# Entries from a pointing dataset

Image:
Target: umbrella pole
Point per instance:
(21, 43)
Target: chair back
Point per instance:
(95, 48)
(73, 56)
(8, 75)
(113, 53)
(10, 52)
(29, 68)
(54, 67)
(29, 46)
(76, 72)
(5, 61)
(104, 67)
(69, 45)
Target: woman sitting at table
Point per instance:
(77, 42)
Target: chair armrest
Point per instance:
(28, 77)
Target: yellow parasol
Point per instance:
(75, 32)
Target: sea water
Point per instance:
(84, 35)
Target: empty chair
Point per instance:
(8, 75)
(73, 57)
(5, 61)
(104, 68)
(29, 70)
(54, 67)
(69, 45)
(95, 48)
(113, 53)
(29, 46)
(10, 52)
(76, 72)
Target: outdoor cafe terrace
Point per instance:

# Instructions for the task
Arrange every line of the records above as a numbered list, omitting any blank lines.

# Complete answer
1. Image:
2. Target: umbrella pole
3. Point per instance:
4. (21, 43)
5. Target: chair back
6. Point per instance:
7. (95, 48)
8. (73, 56)
9. (8, 75)
10. (113, 53)
11. (10, 52)
12. (29, 68)
13. (54, 67)
14. (29, 46)
15. (76, 72)
16. (5, 61)
17. (104, 67)
18. (69, 45)
19. Target: woman sitting at table
20. Point per instance:
21. (77, 42)
22. Target: chair armrest
23. Point per instance:
24. (28, 77)
25. Target: yellow parasol
26. Point per instance:
27. (75, 32)
28. Target: sea water
29. Point per instance:
30. (84, 35)
31. Target: empty chair
32. Point per instance:
33. (8, 75)
34. (73, 57)
35. (5, 61)
36. (104, 68)
37. (29, 70)
38. (54, 67)
39. (69, 45)
40. (95, 48)
41. (113, 53)
42. (29, 46)
43. (10, 52)
44. (76, 72)
45. Target: outdoor cafe terrace
46. Point per instance:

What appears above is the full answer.